(GIVEN INSTRUCTION 1)
Gather every line of the records that contains the string "blue".

(EXCERPTED PASSAGE)
>>>
What Authors can Learn from Jack Reacher's Gravel Rash
Some years back, I sat in an editing circle at a writers' retreat/workshop and
listened while a highly experienced writing teacher gave feedback on a writer's work in progress. He read out an
excerpt. "She swerved onto the shoulder of the road, coming to a stop in a shower of
gravel." He looked at her. "On the surface, it may not seem that there's anything wrong with that. But I when
read it I wondered if you had written those words without really thinking about it. Without really seeing
it."
He went on to develop the point.
Was "a shower of gravel" the first expression that had come to the author's mind? (Yes, she admitted, it was.
She just typed it and kept going.)
Could she clearly picture the road? The surface? The edges? The terrain? Did the sides slope down away from the
road? Was there a rock wall nearby? Did the road shoot straight as an arrow through flat countryside? Was there
gravel at the side of the road, or a hard-packed dirt surface, or soft dirt? Did grass grow to the edges of the
road? Did trees overhang the road? (Um, well, she didn't know. She had just wanted to get the hero and heroine
together in a situation based on conflict, so she decided he would be driving erratically and force her to
swerve...)
<<<
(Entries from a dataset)
>>>
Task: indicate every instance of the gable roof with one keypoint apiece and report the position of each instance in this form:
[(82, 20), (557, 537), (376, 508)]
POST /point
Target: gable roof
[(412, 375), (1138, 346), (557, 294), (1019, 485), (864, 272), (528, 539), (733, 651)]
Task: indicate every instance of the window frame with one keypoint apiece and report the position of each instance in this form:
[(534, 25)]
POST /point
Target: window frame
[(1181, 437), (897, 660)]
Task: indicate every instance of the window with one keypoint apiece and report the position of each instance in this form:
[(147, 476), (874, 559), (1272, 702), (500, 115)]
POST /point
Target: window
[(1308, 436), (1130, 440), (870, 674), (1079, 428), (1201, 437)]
<<<
>>>
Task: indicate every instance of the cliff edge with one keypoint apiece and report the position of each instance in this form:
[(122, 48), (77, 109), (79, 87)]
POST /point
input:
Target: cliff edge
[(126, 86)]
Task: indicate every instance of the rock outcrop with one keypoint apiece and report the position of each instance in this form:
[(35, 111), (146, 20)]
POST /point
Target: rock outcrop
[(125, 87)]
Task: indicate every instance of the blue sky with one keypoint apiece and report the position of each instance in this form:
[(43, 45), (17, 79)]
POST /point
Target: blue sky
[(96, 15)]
<<<
>>>
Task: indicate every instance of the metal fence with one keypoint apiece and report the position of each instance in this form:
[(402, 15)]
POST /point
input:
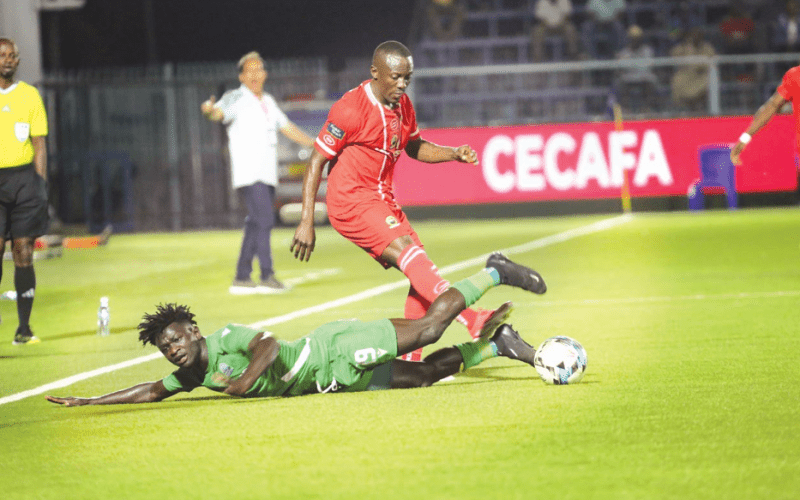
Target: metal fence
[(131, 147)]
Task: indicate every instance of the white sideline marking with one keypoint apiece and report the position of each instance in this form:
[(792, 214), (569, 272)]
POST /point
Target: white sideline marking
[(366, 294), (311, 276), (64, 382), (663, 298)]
<<<
(GIVEN INSTRUCTION 2)
Decide whether each statement agrees with the excerpt about the editing circle: (a) the feedback came from a highly experienced writing teacher; (b) the author said "a shower of gravel" was not the first expression that came to her mind; (c) the plan was for the hero to drive erratically and force the heroine to swerve. Answer yes or no for each and quote the deciding words of the text.

(ANSWER 1)
Task: indicate every instance of the blue sky with one keypoint apiece and report the position of each instance in this form:
Target: blue sky

(ANSWER 2)
(a) Yes: "a highly experienced writing teacher gave feedback on a writer's work in progress"
(b) No: "Yes, she admitted, it was."
(c) Yes: "she decided he would be driving erratically and force her to"